▶ What to do
Scan the data below for the string "green". Copy every line where it appears.

▶ Entries shown
_ _ _

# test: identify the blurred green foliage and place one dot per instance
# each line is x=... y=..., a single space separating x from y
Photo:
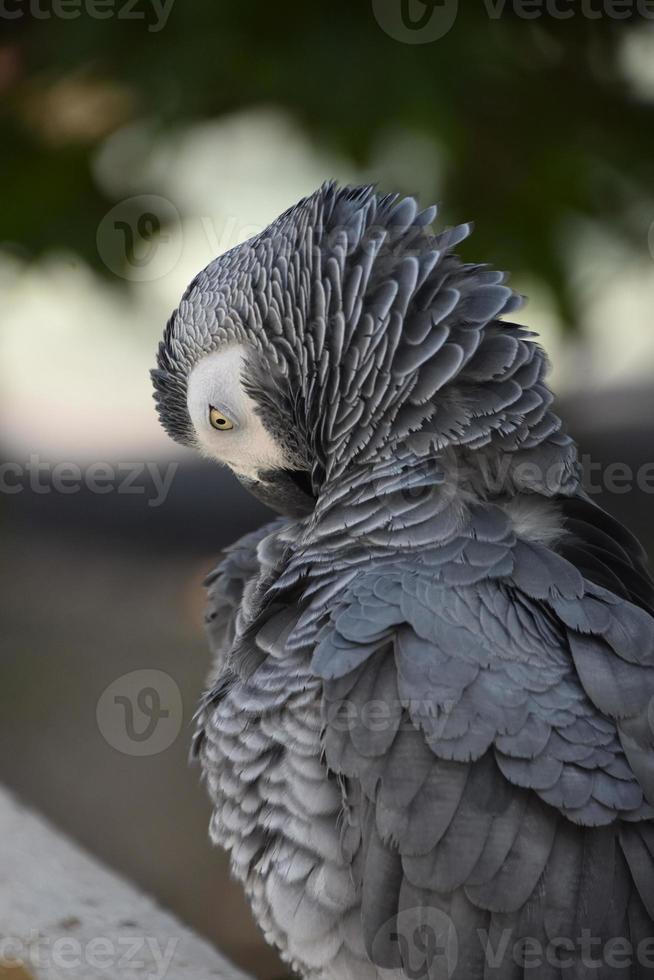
x=535 y=121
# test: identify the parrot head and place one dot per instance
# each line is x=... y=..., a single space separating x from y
x=344 y=336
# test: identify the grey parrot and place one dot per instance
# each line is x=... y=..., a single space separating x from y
x=428 y=732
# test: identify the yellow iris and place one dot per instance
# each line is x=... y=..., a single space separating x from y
x=219 y=420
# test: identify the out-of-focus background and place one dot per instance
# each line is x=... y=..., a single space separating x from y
x=139 y=140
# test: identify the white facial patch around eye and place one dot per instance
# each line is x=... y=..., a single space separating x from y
x=216 y=383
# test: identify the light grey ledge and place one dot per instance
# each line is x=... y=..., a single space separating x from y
x=63 y=916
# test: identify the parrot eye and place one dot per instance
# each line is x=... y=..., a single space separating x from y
x=219 y=420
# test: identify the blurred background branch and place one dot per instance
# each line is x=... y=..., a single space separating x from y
x=531 y=124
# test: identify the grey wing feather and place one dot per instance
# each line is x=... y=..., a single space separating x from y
x=511 y=785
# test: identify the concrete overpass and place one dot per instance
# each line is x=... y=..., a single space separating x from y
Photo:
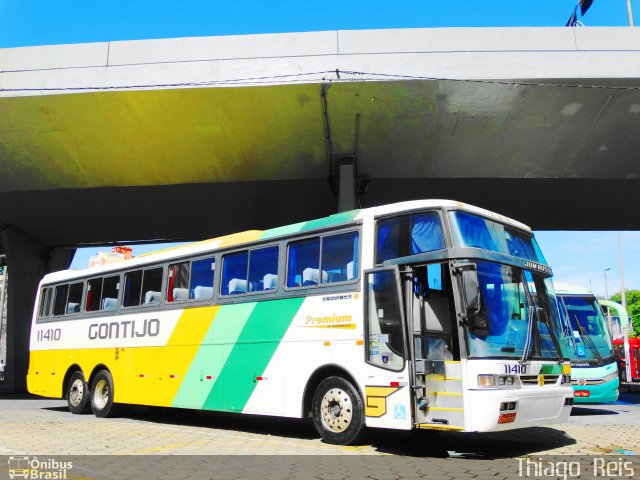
x=195 y=137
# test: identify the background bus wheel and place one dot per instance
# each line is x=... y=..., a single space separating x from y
x=102 y=395
x=78 y=396
x=338 y=411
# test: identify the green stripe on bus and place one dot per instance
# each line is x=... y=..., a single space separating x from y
x=336 y=219
x=551 y=370
x=286 y=230
x=212 y=354
x=251 y=354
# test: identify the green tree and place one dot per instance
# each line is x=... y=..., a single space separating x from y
x=633 y=308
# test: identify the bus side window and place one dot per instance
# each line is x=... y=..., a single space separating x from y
x=263 y=269
x=45 y=303
x=339 y=257
x=234 y=273
x=152 y=286
x=178 y=282
x=75 y=297
x=109 y=299
x=94 y=292
x=60 y=303
x=132 y=288
x=303 y=263
x=201 y=284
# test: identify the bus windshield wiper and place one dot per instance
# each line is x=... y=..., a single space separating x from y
x=542 y=313
x=527 y=345
x=586 y=338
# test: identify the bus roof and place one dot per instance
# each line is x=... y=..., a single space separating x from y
x=250 y=236
x=564 y=288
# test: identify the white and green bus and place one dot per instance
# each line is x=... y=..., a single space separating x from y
x=425 y=314
x=588 y=341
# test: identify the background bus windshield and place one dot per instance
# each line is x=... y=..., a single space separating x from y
x=588 y=338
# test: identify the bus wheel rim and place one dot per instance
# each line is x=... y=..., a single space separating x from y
x=76 y=394
x=336 y=410
x=101 y=394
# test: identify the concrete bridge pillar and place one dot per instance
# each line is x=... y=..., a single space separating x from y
x=27 y=262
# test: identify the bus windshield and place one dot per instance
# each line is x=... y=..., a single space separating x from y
x=519 y=311
x=473 y=231
x=588 y=338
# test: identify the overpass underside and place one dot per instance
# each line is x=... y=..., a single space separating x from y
x=193 y=163
x=193 y=138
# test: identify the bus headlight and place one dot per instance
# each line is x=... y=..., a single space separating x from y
x=492 y=381
x=486 y=380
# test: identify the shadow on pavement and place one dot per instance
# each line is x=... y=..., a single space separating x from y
x=258 y=424
x=421 y=443
x=514 y=443
x=18 y=396
x=580 y=411
x=629 y=398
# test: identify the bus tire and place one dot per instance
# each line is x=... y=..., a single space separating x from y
x=338 y=412
x=78 y=395
x=102 y=395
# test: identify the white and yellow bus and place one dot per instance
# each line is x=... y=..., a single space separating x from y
x=424 y=314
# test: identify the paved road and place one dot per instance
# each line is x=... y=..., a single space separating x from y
x=44 y=427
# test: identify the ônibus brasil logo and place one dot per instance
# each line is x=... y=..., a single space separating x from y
x=38 y=469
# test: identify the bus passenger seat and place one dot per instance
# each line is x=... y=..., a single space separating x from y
x=180 y=294
x=73 y=307
x=151 y=297
x=270 y=282
x=202 y=292
x=335 y=277
x=237 y=285
x=109 y=303
x=311 y=276
x=350 y=273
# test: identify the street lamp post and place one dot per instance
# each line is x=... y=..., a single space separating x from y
x=606 y=292
x=606 y=289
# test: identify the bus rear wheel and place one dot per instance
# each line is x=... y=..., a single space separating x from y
x=78 y=396
x=338 y=413
x=102 y=395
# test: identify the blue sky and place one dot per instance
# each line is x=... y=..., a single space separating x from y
x=43 y=22
x=578 y=257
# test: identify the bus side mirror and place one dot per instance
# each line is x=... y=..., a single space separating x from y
x=471 y=298
x=471 y=288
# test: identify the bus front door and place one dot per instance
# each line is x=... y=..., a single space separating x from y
x=437 y=372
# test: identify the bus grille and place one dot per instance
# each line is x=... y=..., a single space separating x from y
x=595 y=381
x=533 y=379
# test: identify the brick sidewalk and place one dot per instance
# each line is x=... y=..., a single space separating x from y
x=44 y=427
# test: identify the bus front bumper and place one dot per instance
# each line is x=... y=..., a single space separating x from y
x=527 y=407
x=607 y=392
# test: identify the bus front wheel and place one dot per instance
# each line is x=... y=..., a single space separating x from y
x=338 y=412
x=78 y=396
x=102 y=395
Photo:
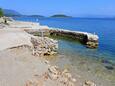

_ _ _

▶ Written solution
# test: identify the blurred green foliage and place one dot per instance
# test: identify the green stripe on bus and place one dot per instance
# test: identify the green tree and place one dot per instance
# test: identify the white and green bus and place one dot per instance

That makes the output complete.